TASK REQUIREMENTS |
Beginning with the line containing "Query: harbor water" and going on through the line containing "-- a row prints like pixel 161 26", the lines below are to be returned exactly, pictures excluded and nothing added.

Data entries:
--------------------
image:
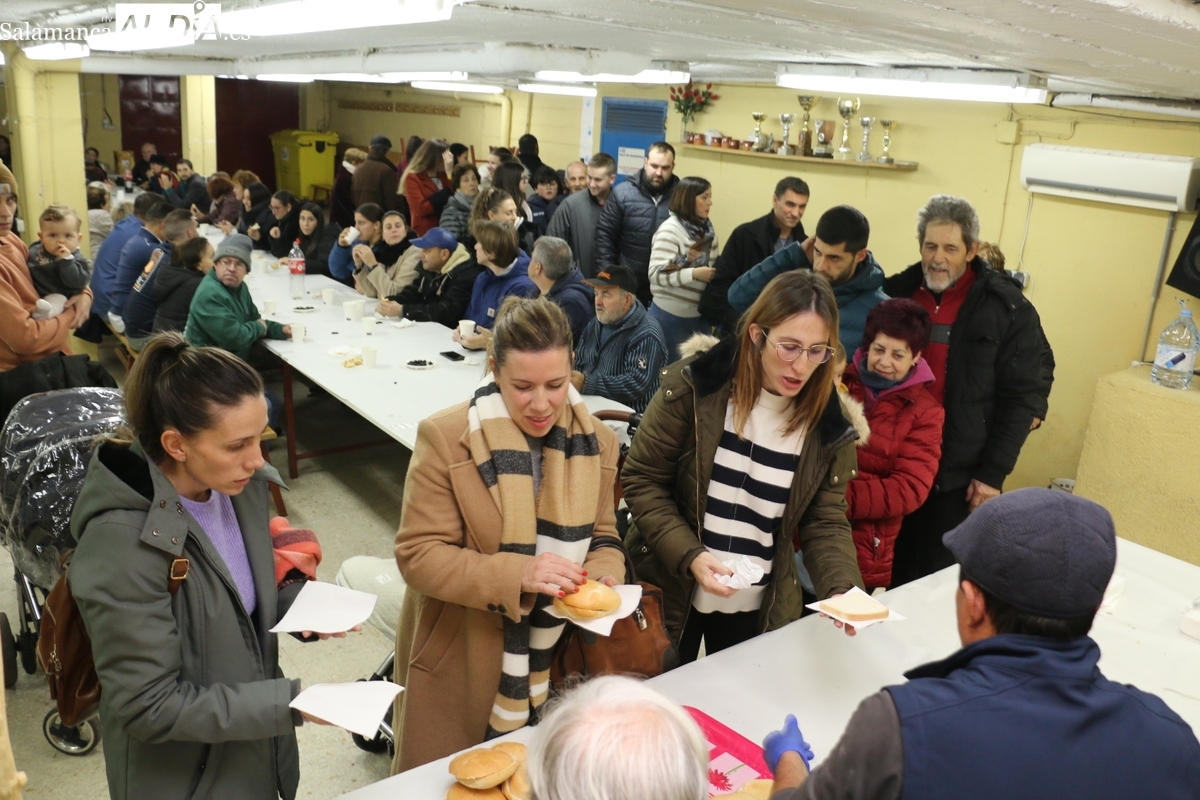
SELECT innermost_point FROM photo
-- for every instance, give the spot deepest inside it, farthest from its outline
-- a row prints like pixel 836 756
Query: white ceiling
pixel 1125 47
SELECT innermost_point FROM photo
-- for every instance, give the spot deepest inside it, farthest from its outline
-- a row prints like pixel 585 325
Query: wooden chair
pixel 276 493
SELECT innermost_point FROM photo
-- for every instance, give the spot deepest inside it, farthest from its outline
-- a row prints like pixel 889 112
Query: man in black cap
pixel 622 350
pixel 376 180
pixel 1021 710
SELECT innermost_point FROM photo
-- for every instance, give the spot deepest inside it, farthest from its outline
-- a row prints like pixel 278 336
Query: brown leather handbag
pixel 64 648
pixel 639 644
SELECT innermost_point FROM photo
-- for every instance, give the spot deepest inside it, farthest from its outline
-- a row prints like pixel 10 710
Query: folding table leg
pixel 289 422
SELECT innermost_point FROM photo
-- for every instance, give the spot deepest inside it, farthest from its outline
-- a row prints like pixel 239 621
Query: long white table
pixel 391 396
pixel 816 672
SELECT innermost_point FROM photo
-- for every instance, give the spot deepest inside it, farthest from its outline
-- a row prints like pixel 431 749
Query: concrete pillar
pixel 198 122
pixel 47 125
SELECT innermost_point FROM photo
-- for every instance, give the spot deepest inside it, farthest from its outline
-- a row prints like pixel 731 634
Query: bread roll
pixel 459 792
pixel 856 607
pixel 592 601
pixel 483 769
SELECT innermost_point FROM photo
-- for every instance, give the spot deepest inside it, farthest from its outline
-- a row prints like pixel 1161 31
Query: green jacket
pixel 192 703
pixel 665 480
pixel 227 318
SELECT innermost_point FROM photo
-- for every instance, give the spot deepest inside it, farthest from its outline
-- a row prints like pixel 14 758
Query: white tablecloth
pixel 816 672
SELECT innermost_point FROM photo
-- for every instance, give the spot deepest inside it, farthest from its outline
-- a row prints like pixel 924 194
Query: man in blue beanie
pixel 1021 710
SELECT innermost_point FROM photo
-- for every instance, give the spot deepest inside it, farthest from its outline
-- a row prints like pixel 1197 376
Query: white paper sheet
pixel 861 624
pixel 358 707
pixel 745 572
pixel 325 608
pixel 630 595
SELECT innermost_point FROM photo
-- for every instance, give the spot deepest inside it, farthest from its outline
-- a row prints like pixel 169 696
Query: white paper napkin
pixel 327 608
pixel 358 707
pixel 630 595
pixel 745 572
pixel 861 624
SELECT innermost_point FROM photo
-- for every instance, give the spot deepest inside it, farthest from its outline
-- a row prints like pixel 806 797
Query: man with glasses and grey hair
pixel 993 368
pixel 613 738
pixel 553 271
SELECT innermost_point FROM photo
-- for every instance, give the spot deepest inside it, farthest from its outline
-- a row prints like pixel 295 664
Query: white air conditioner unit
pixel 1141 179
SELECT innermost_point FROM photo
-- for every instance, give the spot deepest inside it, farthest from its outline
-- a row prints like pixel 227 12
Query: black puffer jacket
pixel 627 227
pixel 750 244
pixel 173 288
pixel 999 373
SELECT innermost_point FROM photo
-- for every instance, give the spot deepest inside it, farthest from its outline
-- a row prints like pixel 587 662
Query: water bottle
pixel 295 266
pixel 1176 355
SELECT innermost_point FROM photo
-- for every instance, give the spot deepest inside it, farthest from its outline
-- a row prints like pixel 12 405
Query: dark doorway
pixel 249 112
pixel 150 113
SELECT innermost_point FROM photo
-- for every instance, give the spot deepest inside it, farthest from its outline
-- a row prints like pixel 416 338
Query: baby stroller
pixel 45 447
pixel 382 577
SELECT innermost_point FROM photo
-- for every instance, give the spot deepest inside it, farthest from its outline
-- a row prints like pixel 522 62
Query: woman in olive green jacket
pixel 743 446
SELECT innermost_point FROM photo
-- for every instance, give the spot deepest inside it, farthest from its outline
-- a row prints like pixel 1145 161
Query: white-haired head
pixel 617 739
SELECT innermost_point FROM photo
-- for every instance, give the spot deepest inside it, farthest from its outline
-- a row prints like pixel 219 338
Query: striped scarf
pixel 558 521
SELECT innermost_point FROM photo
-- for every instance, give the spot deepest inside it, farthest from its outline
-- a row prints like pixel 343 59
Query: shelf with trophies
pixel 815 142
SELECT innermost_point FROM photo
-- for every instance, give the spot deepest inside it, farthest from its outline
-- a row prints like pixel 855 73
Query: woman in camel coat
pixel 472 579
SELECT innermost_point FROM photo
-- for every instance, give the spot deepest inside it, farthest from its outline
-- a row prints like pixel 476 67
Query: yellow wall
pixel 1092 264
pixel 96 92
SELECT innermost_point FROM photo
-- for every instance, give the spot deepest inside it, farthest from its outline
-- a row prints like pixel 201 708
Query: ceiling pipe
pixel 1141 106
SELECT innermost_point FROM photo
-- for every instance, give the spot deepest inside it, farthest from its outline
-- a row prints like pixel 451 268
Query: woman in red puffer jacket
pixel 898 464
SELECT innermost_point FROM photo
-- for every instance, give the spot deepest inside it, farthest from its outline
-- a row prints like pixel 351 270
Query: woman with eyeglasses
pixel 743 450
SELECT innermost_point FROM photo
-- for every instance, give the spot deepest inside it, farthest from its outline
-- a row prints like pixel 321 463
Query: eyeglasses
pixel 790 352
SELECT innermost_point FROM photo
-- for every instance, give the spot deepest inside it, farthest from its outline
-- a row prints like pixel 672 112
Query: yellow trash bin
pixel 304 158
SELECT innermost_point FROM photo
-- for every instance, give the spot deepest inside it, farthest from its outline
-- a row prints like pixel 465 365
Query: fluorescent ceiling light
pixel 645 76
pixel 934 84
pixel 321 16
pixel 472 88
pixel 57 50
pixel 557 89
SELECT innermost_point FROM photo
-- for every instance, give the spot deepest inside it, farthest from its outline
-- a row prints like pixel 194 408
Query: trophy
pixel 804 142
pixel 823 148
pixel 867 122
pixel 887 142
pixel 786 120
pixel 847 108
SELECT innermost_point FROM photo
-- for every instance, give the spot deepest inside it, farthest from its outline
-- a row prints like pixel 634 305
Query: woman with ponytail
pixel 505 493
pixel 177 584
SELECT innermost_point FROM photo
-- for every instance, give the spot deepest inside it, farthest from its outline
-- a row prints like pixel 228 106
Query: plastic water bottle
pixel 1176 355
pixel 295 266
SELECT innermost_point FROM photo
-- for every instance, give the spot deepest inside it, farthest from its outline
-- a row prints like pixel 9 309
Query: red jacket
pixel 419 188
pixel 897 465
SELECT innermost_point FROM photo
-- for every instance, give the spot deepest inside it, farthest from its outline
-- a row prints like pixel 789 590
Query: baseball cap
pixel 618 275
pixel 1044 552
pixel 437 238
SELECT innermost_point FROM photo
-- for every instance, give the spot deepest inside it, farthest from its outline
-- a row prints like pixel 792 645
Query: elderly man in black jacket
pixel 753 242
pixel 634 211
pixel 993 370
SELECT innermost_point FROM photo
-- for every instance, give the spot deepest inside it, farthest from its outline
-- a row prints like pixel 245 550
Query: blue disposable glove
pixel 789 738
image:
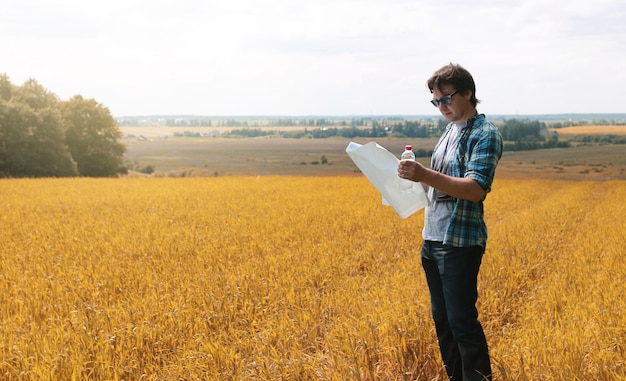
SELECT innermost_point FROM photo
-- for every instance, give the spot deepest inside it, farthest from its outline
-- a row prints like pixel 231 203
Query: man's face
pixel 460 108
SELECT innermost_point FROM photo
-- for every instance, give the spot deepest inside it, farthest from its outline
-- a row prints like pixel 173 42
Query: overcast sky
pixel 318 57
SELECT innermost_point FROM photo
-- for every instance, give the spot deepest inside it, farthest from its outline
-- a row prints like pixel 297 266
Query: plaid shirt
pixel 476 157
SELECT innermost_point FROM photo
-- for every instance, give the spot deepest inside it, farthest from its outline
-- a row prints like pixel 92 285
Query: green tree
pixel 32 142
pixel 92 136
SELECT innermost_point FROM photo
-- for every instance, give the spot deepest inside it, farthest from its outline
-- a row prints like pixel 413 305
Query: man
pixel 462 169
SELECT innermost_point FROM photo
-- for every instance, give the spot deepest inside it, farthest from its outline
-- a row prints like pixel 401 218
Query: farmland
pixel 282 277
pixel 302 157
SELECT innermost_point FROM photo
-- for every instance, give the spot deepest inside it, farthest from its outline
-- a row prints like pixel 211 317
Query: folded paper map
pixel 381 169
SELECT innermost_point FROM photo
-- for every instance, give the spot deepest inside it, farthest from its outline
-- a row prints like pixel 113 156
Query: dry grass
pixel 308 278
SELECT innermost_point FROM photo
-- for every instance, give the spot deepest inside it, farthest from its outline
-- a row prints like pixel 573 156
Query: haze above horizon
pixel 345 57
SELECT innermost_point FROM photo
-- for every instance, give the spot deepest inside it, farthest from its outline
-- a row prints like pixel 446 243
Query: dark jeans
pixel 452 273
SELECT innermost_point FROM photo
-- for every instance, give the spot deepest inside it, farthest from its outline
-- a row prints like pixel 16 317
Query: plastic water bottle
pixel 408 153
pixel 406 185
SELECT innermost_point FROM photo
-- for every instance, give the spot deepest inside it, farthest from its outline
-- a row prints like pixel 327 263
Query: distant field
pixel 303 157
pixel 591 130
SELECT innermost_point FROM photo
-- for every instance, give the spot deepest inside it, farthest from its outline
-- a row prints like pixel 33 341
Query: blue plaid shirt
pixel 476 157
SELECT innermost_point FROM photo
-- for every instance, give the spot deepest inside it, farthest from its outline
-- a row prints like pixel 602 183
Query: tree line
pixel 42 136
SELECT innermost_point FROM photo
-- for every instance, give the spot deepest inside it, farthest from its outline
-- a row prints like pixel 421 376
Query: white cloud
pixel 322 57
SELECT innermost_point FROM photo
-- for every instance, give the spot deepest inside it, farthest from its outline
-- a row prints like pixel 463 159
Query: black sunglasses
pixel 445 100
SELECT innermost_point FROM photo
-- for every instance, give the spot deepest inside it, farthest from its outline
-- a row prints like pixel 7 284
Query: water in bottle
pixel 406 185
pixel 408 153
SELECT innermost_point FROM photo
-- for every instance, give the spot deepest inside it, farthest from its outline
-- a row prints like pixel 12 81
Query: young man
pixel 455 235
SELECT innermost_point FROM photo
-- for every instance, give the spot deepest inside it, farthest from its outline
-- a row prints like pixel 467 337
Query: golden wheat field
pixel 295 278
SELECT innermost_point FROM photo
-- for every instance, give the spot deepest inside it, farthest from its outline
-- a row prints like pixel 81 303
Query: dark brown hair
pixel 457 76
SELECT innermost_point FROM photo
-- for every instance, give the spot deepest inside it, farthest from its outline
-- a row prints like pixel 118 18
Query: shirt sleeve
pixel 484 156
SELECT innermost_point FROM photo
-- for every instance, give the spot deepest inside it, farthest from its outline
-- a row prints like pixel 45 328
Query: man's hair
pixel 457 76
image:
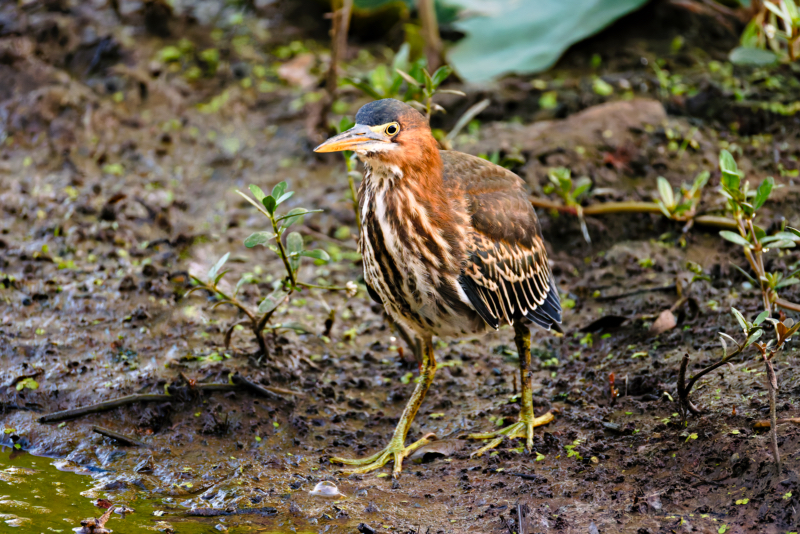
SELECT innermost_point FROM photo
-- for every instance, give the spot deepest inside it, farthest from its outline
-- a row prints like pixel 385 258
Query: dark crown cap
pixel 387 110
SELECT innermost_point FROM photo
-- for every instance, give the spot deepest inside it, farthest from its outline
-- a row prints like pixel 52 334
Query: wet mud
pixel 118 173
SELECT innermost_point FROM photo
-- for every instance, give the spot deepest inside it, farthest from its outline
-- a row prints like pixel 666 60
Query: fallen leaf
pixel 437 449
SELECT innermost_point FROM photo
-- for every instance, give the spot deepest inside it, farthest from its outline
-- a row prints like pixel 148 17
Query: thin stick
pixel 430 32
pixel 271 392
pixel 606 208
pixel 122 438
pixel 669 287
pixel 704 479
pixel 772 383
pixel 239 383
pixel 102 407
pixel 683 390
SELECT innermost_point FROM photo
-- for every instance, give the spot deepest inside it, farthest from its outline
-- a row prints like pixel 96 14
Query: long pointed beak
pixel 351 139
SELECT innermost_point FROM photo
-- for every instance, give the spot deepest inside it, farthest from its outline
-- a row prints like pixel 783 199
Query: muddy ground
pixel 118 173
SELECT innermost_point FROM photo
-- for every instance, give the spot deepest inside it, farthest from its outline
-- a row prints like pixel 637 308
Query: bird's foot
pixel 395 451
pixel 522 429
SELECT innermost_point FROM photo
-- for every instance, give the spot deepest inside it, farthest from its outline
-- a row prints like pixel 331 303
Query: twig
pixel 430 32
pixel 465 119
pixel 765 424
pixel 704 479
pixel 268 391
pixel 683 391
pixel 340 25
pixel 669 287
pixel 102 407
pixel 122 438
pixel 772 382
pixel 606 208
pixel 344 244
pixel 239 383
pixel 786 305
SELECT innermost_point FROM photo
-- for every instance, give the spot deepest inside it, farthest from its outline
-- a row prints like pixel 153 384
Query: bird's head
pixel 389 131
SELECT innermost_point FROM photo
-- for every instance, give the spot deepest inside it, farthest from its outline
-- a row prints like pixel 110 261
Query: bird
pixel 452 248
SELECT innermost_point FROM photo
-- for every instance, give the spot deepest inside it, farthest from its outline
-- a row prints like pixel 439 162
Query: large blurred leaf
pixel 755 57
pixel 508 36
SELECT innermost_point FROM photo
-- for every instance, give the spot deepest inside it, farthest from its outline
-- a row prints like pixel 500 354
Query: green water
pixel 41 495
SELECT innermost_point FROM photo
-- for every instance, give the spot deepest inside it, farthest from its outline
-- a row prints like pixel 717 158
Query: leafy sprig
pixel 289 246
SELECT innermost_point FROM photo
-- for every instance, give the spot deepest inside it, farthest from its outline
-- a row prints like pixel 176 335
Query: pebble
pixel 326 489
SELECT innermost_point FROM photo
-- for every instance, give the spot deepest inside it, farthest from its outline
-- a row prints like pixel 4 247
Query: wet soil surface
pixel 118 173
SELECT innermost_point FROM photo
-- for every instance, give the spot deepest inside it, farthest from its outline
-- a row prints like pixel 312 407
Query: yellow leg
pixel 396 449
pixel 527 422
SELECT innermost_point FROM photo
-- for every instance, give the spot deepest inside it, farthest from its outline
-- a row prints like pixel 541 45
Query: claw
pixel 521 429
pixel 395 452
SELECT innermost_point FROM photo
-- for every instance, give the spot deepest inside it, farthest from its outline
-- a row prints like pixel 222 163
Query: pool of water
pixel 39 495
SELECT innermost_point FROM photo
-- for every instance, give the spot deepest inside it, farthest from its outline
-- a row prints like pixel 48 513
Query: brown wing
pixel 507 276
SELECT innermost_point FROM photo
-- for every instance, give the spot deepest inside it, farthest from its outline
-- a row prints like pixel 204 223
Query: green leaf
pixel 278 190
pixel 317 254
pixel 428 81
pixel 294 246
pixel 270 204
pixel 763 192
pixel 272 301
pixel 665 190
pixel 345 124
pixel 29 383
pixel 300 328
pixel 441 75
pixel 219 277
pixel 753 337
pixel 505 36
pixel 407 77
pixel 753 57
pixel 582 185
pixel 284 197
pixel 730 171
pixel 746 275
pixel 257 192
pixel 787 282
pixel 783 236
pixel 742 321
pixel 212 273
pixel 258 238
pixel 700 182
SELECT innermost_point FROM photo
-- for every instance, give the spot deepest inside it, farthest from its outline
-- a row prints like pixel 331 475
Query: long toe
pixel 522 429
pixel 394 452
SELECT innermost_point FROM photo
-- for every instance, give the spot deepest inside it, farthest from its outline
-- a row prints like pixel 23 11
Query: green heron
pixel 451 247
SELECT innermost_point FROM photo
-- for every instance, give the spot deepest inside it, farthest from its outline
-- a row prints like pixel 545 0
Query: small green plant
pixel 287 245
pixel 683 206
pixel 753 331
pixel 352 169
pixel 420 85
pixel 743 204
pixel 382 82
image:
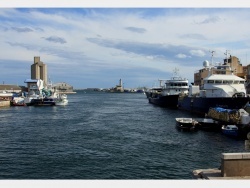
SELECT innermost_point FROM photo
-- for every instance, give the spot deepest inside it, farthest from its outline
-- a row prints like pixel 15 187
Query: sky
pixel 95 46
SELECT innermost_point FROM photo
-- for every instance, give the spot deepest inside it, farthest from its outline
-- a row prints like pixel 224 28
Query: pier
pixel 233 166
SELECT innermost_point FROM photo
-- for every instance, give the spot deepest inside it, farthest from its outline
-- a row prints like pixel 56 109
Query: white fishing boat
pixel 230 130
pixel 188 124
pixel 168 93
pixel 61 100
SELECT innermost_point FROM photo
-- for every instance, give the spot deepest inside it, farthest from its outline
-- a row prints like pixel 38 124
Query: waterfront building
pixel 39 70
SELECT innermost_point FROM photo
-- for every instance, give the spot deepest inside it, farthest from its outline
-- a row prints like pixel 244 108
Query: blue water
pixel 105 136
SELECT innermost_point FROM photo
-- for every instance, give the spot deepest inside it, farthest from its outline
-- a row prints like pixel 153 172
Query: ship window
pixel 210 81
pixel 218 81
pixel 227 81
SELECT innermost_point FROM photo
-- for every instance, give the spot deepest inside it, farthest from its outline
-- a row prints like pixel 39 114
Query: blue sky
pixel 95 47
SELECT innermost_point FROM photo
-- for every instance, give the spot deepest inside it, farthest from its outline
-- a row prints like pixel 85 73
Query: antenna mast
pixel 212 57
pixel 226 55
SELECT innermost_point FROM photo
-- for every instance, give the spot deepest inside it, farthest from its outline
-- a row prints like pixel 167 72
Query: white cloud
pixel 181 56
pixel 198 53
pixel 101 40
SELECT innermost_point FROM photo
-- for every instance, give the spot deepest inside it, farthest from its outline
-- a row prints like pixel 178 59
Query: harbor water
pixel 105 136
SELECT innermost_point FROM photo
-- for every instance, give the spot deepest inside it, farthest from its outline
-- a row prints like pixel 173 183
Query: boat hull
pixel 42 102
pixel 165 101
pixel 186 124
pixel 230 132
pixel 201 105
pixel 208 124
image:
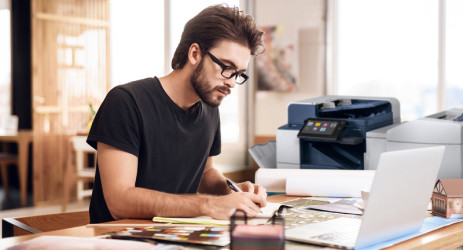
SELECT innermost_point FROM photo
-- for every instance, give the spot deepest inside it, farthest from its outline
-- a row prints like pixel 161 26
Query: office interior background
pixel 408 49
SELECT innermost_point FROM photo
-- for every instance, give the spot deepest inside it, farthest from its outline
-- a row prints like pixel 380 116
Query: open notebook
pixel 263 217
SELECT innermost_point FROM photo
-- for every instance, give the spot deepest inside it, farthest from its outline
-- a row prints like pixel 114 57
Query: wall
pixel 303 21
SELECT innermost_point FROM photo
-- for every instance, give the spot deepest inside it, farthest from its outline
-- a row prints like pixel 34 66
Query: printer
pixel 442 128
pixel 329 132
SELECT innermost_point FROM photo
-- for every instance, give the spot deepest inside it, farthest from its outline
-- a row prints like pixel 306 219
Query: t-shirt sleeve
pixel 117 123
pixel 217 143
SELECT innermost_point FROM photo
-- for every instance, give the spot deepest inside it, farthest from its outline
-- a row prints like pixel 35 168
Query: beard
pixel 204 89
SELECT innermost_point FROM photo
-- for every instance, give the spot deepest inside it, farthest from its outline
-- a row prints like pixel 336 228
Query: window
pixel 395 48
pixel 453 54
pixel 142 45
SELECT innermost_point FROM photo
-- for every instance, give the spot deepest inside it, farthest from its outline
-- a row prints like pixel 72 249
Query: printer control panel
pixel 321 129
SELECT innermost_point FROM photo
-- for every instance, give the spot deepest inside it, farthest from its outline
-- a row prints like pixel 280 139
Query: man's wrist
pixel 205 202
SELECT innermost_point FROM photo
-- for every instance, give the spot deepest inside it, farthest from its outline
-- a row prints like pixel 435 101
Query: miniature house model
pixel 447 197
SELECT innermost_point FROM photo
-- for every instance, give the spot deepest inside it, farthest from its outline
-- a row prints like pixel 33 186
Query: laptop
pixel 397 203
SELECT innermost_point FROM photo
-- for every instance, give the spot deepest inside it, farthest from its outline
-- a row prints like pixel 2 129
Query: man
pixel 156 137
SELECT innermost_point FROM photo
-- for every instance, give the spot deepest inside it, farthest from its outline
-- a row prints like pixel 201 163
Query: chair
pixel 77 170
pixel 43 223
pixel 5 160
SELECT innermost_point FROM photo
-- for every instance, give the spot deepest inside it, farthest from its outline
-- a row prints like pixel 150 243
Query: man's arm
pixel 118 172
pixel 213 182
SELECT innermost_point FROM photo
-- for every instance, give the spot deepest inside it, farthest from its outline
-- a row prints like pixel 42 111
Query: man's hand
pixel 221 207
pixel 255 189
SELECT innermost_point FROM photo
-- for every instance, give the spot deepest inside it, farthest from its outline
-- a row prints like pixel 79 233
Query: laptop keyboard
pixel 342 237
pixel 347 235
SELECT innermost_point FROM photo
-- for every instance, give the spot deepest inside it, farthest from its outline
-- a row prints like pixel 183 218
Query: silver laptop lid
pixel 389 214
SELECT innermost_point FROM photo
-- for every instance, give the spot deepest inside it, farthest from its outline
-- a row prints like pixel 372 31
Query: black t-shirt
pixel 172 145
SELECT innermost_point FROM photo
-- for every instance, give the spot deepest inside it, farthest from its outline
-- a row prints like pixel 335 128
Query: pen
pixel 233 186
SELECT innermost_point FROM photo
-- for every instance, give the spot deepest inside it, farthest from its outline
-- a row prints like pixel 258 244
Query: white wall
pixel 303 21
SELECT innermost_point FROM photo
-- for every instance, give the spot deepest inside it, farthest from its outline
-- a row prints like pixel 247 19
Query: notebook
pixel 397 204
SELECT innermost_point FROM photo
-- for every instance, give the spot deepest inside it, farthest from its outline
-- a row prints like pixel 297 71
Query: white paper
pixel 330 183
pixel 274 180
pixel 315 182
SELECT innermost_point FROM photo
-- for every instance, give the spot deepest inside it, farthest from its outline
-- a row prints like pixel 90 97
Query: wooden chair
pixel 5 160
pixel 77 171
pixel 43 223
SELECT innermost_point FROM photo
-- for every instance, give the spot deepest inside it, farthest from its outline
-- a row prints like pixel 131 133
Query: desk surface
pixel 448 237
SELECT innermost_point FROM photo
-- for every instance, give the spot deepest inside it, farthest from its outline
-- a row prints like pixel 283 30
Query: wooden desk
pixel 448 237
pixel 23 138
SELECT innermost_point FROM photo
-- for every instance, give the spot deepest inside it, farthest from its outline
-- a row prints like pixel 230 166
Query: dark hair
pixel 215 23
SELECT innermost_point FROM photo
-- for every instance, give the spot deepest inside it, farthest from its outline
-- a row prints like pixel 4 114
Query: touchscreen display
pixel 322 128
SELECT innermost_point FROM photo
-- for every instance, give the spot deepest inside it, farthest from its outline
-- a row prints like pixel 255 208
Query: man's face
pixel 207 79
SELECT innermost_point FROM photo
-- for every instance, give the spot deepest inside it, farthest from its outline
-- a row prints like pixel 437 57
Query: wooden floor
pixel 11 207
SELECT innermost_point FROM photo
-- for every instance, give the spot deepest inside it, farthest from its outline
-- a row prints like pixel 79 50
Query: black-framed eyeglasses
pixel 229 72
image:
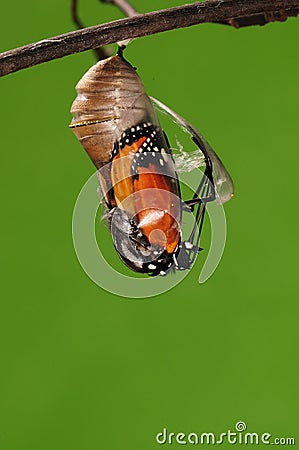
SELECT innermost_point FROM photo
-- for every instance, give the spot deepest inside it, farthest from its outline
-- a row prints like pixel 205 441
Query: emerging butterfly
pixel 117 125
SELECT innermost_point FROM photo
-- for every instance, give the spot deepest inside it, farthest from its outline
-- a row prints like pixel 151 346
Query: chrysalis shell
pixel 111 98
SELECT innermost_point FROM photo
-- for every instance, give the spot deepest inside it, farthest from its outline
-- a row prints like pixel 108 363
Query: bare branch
--------------------
COMPLETED TASK |
Query: harbor water
pixel 105 136
SELECT innermost_point FROM photo
-- for every instance, give the spot deepest inside it, farthest from its outline
-- a row prints like pixel 173 183
Query: boat hull
pixel 42 102
pixel 165 101
pixel 186 124
pixel 230 132
pixel 201 105
pixel 208 124
image:
SELECT innermost_point FROM photo
-- for every instance, give the spot deepest inside it, farthest from its outline
-- a row prints like pixel 161 26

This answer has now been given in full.